▸ **Records for the exercise**:

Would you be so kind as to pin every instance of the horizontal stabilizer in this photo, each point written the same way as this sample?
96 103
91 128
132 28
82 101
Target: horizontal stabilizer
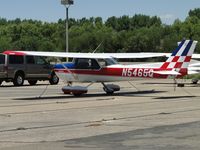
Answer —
190 72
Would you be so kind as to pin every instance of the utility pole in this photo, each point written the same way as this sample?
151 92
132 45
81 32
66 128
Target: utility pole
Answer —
67 4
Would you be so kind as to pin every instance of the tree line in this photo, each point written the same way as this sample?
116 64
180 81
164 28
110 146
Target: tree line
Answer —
138 33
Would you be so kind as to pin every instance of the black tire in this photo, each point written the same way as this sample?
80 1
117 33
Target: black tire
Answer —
18 80
32 82
54 79
108 92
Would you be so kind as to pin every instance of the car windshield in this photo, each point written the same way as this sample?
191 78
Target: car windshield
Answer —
2 59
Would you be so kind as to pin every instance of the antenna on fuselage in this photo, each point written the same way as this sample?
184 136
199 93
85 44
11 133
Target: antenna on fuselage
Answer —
97 47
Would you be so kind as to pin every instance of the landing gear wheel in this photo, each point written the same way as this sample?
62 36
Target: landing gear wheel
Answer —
194 81
18 80
77 94
108 91
32 82
54 79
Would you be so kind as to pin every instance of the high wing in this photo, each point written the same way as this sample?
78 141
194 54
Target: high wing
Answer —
194 56
92 55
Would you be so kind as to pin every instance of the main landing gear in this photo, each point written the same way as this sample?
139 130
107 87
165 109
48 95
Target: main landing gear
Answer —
80 90
110 88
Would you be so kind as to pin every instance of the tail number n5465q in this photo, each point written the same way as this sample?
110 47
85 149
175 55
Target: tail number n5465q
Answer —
137 72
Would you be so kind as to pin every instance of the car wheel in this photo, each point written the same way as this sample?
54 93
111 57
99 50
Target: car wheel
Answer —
32 82
18 80
54 79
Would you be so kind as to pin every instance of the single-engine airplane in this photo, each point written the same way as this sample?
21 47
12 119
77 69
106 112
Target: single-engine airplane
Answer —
102 67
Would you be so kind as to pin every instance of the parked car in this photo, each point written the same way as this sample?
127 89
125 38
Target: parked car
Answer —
17 67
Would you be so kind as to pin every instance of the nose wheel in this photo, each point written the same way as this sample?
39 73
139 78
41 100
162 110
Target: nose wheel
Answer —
110 88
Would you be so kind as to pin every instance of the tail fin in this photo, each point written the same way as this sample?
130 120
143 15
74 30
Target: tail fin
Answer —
181 56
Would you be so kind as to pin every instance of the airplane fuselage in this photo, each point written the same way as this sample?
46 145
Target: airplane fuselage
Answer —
110 73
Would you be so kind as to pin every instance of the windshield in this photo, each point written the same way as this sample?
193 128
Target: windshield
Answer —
2 59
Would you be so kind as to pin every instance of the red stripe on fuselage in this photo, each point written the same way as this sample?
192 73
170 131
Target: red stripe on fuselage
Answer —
119 72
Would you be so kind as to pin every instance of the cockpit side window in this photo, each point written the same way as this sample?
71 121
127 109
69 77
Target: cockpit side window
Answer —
86 63
107 62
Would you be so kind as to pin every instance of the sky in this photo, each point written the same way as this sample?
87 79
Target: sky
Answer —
52 10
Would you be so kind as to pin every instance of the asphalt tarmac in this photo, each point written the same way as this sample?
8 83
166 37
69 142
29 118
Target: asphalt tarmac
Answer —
153 115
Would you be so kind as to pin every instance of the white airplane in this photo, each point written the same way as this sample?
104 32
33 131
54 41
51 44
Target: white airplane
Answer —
102 67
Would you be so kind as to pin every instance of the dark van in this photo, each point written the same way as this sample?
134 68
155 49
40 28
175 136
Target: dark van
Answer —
16 67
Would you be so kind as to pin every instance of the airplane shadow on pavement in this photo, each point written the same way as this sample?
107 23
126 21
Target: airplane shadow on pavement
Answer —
127 94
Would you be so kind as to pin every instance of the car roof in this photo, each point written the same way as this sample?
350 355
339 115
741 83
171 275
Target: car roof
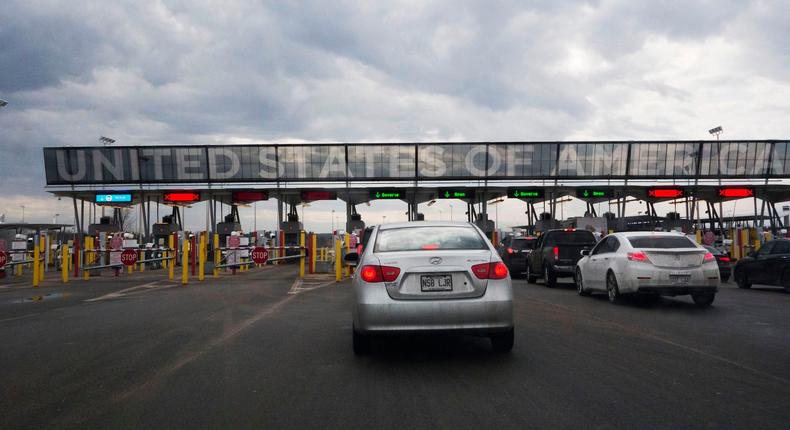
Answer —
649 233
425 224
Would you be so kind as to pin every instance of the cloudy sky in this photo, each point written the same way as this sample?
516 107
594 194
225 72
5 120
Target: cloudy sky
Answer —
199 72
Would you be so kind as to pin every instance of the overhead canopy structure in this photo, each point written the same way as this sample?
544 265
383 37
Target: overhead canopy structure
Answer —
399 162
418 172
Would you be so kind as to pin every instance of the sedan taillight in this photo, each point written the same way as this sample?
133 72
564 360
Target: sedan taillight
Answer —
496 270
372 273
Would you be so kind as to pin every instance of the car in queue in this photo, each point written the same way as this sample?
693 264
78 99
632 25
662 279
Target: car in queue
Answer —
428 277
649 264
513 251
723 260
556 254
769 265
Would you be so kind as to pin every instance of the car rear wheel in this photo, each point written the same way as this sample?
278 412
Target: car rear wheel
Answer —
703 300
550 277
502 342
612 290
530 277
580 283
742 281
361 342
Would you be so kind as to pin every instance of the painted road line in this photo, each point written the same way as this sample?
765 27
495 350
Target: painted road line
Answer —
132 290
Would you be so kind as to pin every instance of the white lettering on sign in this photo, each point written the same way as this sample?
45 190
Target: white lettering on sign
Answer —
229 170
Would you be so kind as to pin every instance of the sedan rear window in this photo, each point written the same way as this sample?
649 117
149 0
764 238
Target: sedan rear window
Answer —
428 238
524 243
661 242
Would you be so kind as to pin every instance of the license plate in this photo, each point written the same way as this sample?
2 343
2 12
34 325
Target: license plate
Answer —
436 283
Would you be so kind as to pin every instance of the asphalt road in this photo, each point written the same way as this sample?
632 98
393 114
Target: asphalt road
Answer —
258 351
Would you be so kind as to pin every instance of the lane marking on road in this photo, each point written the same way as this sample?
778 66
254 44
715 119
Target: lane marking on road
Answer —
655 337
299 286
212 344
20 317
132 290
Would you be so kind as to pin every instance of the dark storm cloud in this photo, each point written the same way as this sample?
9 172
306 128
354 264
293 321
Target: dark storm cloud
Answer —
151 72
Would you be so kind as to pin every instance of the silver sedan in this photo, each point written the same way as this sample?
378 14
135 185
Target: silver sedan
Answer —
648 263
431 277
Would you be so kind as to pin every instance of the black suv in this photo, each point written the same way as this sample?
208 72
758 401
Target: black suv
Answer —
556 254
513 251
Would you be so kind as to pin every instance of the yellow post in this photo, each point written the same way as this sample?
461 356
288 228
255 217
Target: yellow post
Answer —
338 265
64 263
348 249
43 251
217 255
171 253
185 262
313 251
36 265
202 257
302 253
89 257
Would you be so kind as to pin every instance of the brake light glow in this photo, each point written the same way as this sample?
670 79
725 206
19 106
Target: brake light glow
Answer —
496 270
379 273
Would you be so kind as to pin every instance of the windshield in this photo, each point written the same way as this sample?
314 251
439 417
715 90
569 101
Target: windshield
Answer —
581 237
661 242
428 238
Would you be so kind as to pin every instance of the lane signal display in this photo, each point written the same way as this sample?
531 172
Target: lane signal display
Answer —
181 197
310 196
250 196
455 193
736 192
387 194
665 193
526 193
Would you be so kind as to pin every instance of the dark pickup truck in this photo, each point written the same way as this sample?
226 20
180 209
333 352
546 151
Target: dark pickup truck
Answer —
556 254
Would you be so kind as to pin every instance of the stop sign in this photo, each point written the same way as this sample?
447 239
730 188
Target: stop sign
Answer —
129 257
260 255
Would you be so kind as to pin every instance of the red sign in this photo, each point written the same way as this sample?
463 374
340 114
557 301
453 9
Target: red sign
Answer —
665 193
129 257
116 242
309 196
250 196
736 192
181 197
259 255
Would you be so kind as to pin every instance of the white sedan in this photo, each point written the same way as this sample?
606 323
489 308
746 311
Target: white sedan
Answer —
648 263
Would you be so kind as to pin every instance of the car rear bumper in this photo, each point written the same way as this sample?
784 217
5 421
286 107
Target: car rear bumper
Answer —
676 291
376 311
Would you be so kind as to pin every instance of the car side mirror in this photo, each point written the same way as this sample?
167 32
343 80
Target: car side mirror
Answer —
351 258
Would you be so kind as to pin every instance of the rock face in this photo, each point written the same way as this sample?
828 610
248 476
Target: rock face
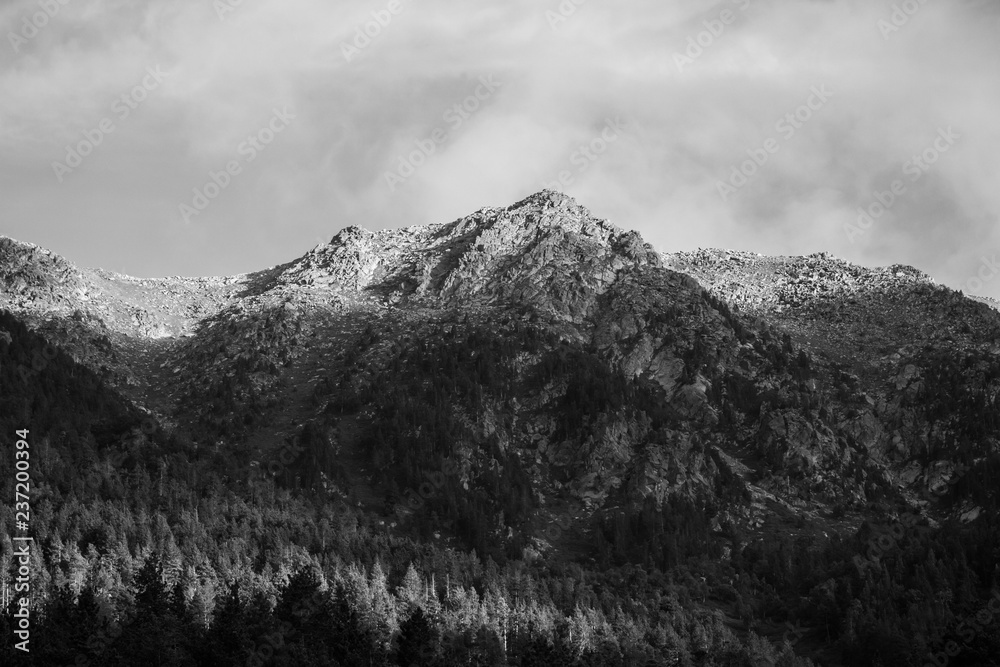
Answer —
543 349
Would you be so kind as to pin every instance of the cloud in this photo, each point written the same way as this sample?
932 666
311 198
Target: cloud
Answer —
689 125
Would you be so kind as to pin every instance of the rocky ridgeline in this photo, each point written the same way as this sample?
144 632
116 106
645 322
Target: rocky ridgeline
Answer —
829 416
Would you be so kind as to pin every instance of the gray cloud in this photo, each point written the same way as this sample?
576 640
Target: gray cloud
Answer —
687 127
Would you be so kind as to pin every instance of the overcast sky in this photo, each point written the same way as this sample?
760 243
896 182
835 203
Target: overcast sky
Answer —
114 112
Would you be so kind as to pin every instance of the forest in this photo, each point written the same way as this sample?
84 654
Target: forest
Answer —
154 549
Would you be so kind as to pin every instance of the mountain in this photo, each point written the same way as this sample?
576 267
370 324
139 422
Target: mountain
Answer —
531 390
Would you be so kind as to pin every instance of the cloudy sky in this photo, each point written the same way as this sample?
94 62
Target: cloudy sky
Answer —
748 124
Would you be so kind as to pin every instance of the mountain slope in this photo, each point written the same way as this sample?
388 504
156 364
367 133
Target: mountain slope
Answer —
539 386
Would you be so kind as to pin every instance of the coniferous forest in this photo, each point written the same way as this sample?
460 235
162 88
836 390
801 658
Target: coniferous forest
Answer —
153 549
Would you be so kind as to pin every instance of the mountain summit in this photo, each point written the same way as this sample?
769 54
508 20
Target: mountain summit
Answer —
540 386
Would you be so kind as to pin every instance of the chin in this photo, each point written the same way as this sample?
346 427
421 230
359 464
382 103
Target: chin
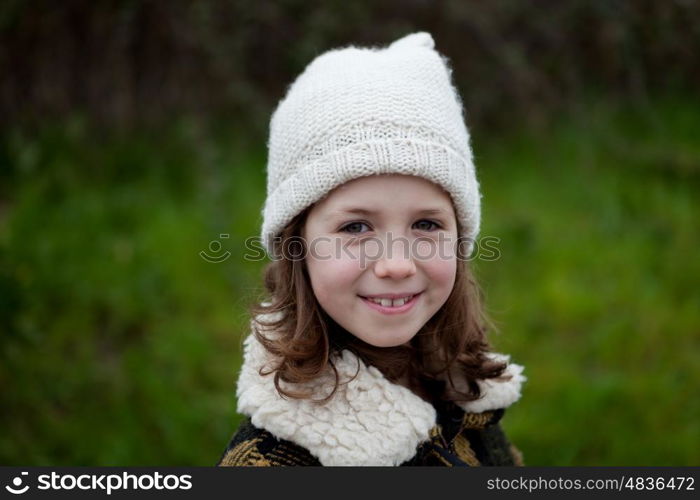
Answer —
389 340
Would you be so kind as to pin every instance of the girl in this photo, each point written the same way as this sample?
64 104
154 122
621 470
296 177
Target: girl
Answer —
372 347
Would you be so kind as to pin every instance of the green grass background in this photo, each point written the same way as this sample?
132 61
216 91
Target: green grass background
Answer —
120 345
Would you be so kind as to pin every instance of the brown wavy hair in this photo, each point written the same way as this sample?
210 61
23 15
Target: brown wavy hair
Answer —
441 362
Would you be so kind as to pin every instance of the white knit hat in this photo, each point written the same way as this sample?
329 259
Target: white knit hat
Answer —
360 111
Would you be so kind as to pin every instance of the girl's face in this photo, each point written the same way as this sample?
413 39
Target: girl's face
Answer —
385 236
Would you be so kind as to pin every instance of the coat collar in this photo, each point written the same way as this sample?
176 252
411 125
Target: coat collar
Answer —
369 421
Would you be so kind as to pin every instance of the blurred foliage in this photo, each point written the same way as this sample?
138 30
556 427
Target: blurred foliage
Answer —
132 135
126 61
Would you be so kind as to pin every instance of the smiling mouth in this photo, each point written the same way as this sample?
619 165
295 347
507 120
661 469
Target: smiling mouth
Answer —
391 304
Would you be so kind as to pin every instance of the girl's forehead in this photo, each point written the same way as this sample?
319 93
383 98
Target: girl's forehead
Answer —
389 189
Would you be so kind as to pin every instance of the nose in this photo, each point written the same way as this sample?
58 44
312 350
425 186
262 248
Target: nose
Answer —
396 263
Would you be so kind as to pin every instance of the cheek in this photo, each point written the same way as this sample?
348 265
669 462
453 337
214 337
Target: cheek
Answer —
442 274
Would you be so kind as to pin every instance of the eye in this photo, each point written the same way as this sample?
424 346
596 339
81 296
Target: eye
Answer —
429 222
348 228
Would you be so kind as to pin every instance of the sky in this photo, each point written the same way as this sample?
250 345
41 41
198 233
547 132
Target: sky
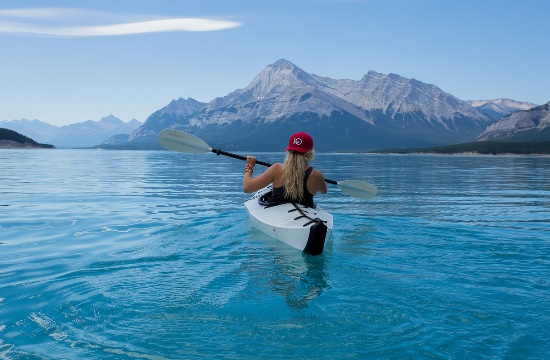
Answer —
64 62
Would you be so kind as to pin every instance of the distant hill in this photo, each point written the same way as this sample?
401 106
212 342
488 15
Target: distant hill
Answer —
527 125
378 111
10 139
78 135
498 108
479 147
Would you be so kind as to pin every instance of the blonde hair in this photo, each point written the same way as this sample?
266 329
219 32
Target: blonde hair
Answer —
294 169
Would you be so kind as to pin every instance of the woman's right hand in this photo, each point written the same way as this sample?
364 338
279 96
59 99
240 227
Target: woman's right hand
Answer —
251 160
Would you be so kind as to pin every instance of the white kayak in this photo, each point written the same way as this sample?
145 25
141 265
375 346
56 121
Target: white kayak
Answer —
303 228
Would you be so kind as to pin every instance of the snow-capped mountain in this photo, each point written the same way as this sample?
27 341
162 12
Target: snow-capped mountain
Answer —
377 111
525 125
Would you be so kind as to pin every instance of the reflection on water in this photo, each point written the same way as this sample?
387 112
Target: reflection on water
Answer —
150 255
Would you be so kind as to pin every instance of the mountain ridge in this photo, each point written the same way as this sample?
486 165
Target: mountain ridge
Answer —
373 112
524 125
77 135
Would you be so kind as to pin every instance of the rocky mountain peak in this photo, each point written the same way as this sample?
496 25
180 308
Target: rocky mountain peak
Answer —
278 76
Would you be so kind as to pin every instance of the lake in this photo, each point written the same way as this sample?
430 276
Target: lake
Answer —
150 255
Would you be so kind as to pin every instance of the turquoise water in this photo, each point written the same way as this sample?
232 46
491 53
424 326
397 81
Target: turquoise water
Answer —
149 255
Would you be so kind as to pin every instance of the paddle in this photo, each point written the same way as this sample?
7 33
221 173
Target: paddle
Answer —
183 142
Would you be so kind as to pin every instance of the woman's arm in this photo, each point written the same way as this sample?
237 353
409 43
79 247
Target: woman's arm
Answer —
319 180
251 184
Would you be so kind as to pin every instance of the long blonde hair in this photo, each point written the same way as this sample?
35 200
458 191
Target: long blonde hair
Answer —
294 168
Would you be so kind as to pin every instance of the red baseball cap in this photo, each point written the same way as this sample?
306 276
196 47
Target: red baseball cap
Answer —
300 142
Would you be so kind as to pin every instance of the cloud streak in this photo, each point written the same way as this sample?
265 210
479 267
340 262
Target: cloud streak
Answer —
10 22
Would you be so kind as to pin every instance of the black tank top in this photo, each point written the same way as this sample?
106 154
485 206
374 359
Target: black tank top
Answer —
278 194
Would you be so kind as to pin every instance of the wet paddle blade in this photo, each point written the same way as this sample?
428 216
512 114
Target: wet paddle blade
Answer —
183 142
356 188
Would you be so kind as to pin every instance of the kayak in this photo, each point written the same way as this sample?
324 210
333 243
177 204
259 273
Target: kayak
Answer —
303 228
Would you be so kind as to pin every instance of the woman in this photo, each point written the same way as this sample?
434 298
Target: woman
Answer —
294 180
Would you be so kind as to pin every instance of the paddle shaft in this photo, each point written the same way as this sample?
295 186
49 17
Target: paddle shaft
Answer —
240 157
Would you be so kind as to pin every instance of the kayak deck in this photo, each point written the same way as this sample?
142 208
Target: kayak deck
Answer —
283 221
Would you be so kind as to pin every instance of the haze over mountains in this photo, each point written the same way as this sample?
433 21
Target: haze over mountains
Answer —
376 112
526 125
78 135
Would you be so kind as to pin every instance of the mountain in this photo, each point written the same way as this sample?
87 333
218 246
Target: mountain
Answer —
526 125
378 111
173 113
498 108
10 139
84 134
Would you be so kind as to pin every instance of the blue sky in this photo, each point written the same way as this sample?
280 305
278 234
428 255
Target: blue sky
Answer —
64 62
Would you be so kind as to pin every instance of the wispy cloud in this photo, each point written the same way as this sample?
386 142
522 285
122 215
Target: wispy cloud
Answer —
70 22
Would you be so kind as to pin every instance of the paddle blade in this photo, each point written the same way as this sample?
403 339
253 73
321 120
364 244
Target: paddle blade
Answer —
183 142
356 188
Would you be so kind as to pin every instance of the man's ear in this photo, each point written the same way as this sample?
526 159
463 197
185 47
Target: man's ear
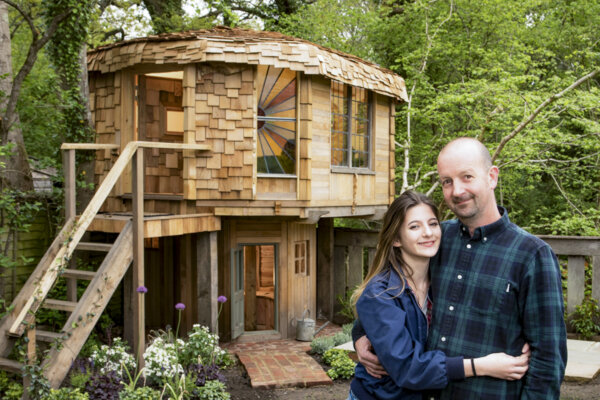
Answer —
493 176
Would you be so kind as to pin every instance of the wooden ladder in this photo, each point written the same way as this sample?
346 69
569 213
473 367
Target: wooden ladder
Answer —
84 314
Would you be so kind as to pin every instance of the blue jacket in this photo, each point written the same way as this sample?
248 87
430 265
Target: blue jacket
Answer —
397 329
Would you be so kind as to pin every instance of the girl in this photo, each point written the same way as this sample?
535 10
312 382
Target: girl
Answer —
393 307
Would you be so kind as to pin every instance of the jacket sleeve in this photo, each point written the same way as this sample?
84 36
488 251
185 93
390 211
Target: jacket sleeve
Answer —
542 308
405 359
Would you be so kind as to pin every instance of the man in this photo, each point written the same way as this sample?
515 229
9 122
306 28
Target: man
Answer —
495 287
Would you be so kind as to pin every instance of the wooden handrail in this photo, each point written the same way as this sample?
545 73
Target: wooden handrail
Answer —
50 274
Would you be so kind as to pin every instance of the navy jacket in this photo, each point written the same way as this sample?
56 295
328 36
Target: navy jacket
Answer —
382 310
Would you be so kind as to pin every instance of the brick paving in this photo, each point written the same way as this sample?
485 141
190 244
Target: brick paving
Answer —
282 363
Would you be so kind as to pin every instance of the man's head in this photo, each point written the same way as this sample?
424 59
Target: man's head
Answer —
468 181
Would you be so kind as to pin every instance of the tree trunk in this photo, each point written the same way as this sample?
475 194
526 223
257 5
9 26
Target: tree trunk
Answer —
17 173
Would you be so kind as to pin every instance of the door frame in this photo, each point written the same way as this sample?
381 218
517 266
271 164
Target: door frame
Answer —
233 264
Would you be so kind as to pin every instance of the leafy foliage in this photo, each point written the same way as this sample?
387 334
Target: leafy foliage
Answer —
341 364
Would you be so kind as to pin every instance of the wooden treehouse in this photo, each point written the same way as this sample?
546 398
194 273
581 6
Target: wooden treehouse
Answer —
220 156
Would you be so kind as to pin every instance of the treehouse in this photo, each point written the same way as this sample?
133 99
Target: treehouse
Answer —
220 155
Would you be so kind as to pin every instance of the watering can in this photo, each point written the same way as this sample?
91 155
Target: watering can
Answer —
305 328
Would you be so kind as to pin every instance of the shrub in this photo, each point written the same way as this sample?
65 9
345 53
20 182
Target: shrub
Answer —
66 394
104 386
586 318
162 361
212 390
202 347
111 358
9 388
341 364
141 393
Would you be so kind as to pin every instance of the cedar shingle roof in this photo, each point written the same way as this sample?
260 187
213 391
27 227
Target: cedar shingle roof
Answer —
243 46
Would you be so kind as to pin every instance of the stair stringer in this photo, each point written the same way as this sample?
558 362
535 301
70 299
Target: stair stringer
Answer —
57 363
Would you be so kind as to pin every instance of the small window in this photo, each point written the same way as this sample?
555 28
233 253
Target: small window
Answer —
350 126
301 259
276 120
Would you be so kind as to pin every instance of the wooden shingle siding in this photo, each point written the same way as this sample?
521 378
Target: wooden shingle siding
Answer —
240 46
225 120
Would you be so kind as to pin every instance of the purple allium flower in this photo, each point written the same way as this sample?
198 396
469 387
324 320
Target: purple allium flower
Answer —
142 289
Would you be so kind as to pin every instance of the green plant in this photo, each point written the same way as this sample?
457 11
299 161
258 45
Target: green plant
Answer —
202 347
347 309
321 344
141 393
341 364
66 394
9 388
586 318
113 357
212 390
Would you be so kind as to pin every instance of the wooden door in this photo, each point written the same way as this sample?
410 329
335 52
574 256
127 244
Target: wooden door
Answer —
237 292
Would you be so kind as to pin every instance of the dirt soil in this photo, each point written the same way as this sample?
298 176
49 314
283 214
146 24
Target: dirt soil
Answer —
238 385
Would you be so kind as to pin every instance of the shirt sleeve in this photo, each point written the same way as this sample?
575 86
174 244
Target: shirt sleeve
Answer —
405 359
544 328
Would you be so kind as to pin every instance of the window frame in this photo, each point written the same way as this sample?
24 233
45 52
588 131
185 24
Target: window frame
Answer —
349 168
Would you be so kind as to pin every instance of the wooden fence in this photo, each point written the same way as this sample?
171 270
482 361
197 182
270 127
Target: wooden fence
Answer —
354 250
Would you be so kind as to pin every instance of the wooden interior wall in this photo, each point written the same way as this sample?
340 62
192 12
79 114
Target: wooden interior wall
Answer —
226 120
170 275
163 168
253 231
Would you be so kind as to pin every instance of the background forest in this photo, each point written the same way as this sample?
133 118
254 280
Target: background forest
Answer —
519 75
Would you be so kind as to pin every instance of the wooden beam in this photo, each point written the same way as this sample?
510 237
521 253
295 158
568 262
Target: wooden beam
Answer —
139 319
70 211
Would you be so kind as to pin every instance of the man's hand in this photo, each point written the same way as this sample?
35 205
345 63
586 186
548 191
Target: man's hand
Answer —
367 358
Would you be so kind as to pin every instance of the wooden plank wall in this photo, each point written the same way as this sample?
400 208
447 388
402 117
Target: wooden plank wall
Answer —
225 120
338 188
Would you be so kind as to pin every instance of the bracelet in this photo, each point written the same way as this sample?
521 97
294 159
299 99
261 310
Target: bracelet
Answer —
473 366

▸ **To do**: All lines with the word "display" must be located in the data and copied.

▸ **Answer section**:
Would you be so kind as to pin every instance of the lane signal display in this photo, each point written the same way as this sample?
Target: lane signal display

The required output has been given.